** Start RECORDS SUPPLIED **

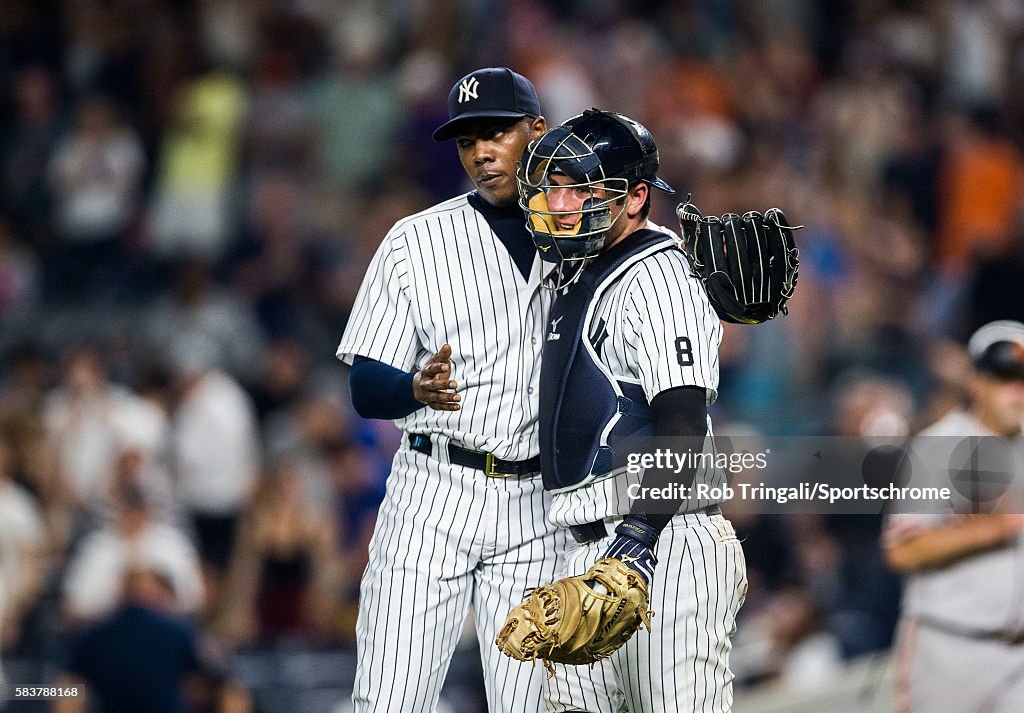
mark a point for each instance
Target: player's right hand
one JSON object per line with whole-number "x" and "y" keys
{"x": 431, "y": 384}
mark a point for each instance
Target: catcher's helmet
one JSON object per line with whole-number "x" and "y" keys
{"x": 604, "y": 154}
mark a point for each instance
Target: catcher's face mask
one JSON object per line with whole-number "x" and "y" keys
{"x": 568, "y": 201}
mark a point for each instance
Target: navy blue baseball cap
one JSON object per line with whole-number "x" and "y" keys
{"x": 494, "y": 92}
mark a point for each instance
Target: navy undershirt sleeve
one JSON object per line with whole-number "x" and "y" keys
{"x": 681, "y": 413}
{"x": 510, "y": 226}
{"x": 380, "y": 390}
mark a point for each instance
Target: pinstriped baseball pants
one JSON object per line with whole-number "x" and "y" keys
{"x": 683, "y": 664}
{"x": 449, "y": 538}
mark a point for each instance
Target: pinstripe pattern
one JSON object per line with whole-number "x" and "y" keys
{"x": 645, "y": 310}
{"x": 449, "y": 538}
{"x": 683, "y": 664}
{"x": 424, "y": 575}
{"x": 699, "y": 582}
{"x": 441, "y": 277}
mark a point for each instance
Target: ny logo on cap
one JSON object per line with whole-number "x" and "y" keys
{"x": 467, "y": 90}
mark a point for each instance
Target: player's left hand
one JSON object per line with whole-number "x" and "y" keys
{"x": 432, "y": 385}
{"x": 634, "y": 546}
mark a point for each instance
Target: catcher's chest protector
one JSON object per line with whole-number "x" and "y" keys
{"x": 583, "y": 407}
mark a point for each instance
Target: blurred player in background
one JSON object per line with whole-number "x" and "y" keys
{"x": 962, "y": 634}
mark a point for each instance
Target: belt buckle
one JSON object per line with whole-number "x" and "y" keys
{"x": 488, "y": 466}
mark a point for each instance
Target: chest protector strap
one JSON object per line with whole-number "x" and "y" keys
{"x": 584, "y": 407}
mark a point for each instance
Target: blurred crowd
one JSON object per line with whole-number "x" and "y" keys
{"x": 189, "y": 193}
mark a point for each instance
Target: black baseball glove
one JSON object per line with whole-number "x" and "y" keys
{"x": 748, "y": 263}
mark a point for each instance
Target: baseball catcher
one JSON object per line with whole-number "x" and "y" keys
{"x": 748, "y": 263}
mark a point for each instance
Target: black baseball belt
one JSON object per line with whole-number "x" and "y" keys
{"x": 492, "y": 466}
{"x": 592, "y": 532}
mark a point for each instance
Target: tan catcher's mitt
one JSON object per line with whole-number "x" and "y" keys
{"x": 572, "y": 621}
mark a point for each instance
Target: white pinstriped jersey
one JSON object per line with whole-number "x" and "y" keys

** End RECORDS SUPPLIED **

■ SET EXERCISE ■
State how many lines in the records above contain the string "black", matching case exactly, and give only the number.

■ SOLUTION FOR THIS EXERCISE ■
2